- What to produce -
Going from the top of the data below, give again each line through the one containing "column 122, row 330", both ends kept.

- Given entries -
==========

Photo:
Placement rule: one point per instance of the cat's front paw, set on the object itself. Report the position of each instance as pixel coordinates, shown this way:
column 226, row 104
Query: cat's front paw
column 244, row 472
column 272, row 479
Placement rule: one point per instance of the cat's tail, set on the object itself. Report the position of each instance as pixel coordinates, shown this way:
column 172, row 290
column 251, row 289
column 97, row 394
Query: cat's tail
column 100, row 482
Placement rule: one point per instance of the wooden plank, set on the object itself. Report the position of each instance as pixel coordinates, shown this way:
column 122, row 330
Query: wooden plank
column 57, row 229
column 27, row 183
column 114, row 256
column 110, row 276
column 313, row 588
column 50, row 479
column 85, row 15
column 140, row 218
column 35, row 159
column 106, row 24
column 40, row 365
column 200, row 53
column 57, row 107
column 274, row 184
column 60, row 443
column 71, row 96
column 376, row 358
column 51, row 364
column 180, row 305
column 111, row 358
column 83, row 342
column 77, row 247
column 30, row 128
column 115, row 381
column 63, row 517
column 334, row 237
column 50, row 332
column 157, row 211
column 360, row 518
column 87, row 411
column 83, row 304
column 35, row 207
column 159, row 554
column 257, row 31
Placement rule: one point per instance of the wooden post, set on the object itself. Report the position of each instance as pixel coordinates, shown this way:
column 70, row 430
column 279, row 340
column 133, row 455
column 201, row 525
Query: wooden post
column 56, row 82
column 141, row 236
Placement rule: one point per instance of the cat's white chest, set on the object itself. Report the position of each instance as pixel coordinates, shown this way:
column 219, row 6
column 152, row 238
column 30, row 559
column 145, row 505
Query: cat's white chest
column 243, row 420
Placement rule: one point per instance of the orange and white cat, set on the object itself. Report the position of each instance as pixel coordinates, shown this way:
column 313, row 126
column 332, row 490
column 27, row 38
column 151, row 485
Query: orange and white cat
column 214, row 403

==========

- Solved exercise -
Photo:
Placement rule: one point per instance of the cat's front paw, set on the object itself. Report the position of each instance as pixel coordinates, shown this way:
column 226, row 104
Query: cat's front paw
column 244, row 472
column 272, row 479
Placement rule: one point per instance of the cat's tail, set on the object itself. Report the position of each instance as pixel coordinates, shown this way:
column 172, row 290
column 251, row 289
column 97, row 394
Query: cat's tail
column 100, row 482
Placement rule: one point per instance of the wooden plank, set on the object itself. Report the position of each instance as pixel coordinates, shown this way:
column 122, row 330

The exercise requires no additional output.